## 設問 1
読解文では、マーケティングオートメーションは英語の頭文字を取って何と呼ばれることがあるとされていますか。

## 読解文
····················

CRM・ポイントサービスの導入・改善コンサルタントとして100案件以上のプロジェクトをマネジメント。担当業界は、小売り・流通、金融、電力・ガス、IT、通販、通信キャリアなど幅広く網羅。生活者を対象としたポイントサービス感度調査を業界で初めて実施。アンケートリサーチを強みとしたロジックに基づくコンサルティングを強みとしている。

こんにちは。CRM/ポイントサービスコンサルティングのエムズコミュニケイト(2018年4月に大日本印刷グループよりMBO致しました)が運営するポイントマーケティングラボ編集部です。

こちらのサイト、ポイントマーケティングラボでは、企業・事業会社のマーケティング・販売促進の担当者・事業責任者の方々に向けて、ポイント制度の導入やCRMのノウハウについて、プロの視点から惜しみなく情報を発信して参ります。

是非ご参考にしていただければ幸いです。

マーケティング担当者の方から、業務や作業を自動化して進めていきたいといったことをご相談いただきます。

マーケティングオートメーションを活用していくことによって、無駄を省きさらに効率化を図っていくための方法を今回はご紹介していきます。

マーケティングオートメーションってなにか知っていますか?

皆さんは、『マーケティングオートメーション』というキーワードはご存知でしょうか?

これは、従来人手管理され実行されてきたマーケティング活動を、自動化させる仕組み、もしくはそれを実行してくれるソフトウェアのことを指します。今まで人的コストが大幅に掛かっていた部分を効率化できるという観点で、注目されているものです。

しばしば、マーケティングオートメーション(Marketing Automation)は、英語の頭文字を取り、MAと呼ばれることもあるそうです。

もう少し具体的に、定義すると以下のようなことになります。

例えばメールでの顧客アプローチや、ホームページ訪問者分析、販促などのキャンペーン管理やその分析、そして見込み顧客管理全般などの機能を統括できるソフトということです。

····················

## データ欄
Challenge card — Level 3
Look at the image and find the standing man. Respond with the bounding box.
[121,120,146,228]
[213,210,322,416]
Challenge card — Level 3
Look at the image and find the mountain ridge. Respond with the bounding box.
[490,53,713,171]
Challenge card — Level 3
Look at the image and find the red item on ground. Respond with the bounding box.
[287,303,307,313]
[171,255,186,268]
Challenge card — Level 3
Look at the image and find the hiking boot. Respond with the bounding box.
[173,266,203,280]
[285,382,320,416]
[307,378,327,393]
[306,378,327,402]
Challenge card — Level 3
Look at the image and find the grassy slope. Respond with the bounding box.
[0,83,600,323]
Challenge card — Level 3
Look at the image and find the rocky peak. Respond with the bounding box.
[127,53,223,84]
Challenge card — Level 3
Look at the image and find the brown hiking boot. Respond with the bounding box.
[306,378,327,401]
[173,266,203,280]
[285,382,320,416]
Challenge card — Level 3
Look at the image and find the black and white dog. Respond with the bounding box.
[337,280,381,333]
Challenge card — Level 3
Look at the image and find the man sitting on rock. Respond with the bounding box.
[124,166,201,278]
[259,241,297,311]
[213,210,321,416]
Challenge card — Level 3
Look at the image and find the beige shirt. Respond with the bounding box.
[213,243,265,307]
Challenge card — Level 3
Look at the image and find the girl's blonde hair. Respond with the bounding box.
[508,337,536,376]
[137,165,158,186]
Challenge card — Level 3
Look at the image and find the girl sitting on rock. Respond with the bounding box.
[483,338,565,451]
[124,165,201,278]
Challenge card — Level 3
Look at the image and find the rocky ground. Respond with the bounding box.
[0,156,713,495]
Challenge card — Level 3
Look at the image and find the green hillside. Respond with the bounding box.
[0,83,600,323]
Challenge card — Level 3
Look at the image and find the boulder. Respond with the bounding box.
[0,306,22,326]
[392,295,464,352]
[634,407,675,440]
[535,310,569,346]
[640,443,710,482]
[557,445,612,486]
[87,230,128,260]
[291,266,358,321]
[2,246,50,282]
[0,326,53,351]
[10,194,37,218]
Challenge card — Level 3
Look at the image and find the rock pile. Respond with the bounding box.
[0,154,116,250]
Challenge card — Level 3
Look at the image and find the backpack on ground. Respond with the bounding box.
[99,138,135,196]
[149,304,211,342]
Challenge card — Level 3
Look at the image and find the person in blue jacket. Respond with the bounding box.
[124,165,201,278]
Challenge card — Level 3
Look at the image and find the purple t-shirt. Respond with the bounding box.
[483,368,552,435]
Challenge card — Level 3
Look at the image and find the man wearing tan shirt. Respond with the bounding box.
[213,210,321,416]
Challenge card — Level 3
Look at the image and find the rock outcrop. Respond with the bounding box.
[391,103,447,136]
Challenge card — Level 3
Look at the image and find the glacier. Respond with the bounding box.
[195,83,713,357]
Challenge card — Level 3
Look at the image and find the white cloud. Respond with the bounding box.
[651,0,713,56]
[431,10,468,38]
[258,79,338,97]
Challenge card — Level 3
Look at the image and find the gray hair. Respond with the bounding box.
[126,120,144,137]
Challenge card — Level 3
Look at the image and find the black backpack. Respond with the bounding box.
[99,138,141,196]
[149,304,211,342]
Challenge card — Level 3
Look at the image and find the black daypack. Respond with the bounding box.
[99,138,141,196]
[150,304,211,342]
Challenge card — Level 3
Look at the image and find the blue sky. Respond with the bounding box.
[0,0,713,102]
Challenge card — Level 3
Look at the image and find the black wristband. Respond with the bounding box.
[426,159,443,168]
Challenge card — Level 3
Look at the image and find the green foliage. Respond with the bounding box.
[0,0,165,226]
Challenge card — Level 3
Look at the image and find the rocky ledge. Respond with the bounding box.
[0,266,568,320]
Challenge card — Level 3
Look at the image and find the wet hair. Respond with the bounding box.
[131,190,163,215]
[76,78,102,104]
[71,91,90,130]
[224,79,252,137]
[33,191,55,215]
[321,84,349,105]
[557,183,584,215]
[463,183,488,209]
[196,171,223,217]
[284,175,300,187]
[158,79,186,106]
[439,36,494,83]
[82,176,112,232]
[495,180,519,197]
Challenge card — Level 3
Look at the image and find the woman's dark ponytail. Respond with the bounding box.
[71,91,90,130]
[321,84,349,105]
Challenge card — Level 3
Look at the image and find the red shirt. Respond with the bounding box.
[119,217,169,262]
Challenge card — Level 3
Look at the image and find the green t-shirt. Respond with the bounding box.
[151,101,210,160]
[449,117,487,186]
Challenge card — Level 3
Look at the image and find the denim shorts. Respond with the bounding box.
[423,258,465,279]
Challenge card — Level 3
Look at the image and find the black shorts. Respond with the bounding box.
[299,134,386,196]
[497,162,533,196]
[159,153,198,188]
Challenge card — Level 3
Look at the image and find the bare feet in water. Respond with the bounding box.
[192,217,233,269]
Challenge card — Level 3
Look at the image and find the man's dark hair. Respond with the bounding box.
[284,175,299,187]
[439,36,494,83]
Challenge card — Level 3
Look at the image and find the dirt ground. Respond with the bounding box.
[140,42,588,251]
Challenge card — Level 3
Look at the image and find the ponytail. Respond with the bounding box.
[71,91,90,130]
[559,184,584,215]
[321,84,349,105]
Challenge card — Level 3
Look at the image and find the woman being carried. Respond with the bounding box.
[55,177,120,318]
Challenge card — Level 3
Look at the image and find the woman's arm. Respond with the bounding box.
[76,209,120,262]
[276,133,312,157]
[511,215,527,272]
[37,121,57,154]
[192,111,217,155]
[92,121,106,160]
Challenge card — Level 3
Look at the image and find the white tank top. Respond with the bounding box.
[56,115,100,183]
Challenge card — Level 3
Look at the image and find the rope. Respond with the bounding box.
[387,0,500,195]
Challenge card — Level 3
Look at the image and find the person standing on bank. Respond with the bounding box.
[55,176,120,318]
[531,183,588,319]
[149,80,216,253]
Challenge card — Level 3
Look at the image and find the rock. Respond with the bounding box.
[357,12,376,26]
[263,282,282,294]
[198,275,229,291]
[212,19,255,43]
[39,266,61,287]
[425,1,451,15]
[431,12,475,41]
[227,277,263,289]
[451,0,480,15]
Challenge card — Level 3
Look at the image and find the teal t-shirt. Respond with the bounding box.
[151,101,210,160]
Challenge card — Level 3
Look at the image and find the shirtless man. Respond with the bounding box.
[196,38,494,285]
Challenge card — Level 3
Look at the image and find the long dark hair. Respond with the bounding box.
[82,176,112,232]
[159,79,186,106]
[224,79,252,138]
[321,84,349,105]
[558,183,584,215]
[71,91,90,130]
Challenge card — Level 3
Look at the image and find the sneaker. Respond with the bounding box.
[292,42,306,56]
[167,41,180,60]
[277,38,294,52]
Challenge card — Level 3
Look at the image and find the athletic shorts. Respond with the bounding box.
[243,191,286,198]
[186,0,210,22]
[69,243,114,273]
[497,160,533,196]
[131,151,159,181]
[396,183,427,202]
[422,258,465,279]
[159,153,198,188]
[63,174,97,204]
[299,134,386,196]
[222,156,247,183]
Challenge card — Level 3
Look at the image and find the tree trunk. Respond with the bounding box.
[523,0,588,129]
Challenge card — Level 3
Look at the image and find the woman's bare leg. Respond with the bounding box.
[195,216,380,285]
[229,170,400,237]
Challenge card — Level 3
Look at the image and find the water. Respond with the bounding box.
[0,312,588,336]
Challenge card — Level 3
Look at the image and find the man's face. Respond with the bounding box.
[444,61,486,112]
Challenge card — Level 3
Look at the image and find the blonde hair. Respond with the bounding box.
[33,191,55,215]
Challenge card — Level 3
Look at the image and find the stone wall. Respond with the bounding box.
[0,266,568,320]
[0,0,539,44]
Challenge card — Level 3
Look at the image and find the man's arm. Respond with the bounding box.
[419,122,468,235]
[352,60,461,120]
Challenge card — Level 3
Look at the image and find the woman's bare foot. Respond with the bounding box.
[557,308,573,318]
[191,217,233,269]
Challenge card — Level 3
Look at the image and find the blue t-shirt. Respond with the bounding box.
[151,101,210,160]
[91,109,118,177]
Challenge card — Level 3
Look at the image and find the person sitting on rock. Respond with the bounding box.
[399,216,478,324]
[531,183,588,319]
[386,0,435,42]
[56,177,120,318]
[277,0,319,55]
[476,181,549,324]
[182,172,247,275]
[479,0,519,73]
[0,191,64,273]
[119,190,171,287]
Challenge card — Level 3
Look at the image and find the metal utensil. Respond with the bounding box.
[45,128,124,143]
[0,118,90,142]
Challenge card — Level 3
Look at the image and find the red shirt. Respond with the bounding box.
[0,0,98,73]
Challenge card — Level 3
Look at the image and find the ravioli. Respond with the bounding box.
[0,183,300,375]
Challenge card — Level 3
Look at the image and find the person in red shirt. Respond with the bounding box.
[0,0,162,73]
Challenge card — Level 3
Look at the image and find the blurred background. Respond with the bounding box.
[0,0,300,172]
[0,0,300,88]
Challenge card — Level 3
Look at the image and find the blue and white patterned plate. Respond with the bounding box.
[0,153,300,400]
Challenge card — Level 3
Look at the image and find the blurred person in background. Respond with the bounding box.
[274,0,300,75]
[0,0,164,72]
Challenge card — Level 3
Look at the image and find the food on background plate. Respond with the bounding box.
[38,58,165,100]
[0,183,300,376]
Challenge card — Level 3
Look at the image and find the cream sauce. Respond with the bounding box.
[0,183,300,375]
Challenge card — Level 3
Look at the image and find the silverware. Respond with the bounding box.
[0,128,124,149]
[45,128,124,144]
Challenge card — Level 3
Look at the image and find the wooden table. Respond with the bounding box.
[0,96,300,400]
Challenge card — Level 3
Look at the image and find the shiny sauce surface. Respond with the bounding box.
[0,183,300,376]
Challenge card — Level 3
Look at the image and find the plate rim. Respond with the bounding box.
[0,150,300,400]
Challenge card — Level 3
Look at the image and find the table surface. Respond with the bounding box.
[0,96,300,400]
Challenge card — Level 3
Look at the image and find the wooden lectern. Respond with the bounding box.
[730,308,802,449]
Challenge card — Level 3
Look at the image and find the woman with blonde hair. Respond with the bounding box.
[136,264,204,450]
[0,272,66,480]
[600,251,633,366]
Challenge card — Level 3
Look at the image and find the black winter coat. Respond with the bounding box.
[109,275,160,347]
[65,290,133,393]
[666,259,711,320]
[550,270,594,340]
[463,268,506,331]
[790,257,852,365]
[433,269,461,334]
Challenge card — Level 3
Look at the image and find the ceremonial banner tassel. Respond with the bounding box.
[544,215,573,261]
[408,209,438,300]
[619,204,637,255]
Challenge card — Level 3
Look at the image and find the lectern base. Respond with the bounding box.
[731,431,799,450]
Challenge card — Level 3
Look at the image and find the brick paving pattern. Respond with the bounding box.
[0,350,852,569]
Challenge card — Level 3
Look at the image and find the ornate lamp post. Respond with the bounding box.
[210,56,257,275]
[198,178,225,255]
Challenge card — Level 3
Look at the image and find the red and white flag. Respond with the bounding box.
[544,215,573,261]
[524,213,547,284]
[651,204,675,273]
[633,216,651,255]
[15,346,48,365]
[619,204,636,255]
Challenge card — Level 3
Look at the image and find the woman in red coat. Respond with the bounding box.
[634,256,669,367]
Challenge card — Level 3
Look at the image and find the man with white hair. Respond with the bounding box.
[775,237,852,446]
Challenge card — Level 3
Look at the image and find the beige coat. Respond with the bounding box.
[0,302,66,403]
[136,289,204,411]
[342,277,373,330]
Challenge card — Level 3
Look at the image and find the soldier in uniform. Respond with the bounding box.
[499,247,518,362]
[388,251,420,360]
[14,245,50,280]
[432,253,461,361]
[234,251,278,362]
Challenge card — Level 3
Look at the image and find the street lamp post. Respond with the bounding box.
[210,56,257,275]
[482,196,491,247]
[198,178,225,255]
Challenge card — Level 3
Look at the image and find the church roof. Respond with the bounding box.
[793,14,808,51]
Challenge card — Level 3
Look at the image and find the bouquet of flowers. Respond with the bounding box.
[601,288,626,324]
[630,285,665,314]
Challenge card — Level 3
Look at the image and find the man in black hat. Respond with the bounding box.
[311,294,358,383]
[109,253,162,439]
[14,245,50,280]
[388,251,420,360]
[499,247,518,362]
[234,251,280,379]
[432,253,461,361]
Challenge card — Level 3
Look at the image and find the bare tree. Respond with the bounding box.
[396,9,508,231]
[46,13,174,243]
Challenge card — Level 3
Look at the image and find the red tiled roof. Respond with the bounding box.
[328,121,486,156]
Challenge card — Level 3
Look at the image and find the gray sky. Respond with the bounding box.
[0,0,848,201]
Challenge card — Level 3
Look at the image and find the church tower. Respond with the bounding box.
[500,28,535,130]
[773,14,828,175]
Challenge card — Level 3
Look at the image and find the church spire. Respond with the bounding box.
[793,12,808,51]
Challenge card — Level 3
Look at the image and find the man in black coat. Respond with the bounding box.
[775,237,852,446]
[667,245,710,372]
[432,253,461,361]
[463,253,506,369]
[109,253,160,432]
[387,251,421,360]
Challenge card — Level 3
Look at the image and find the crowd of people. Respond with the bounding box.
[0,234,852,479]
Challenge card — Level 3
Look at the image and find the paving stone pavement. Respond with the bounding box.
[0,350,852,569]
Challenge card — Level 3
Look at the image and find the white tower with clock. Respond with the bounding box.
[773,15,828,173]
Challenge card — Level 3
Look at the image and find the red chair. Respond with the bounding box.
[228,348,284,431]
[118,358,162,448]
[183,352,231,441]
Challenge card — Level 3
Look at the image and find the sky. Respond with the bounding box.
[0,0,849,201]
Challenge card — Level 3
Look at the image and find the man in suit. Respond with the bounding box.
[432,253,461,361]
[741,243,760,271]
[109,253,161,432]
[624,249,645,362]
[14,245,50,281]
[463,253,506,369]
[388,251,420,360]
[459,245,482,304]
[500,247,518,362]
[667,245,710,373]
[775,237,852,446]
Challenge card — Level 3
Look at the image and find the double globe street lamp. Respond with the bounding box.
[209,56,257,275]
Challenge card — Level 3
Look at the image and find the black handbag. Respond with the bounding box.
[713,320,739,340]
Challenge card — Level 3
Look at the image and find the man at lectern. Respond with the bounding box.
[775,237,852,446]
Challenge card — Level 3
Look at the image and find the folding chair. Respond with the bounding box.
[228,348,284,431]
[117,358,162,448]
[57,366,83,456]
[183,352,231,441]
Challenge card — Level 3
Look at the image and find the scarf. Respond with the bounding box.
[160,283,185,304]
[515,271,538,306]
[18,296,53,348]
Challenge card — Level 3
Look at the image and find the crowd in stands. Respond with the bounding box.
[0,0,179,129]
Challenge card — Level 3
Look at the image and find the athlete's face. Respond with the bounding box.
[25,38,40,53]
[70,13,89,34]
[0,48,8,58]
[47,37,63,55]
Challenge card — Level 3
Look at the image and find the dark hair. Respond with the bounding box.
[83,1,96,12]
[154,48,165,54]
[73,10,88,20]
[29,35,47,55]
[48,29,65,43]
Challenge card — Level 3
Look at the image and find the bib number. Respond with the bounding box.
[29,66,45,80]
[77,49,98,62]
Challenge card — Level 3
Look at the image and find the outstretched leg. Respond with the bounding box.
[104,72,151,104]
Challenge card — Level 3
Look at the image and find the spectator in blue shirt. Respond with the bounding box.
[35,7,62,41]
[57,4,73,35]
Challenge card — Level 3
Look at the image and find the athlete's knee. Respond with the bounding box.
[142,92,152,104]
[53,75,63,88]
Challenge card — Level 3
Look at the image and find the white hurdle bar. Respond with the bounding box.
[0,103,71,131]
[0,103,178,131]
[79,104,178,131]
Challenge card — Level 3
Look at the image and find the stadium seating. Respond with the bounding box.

····················

## 設問 2
データ欄の行のうち、最初の行から「[490,53,713,171]」を含む行までをそのまま書き写してください。

## 解答全文 1
MAと呼ばれることがあるとされています。

## 解答全文 2
Challenge card — Level 3
Look at the image and find the standing man. Respond with the bounding box.
[121,120,146,228]
[213,210,322,416]
Challenge card — Level 3
Look at the image and find the mountain ridge. Respond with the bounding box.
[490,53,713,171]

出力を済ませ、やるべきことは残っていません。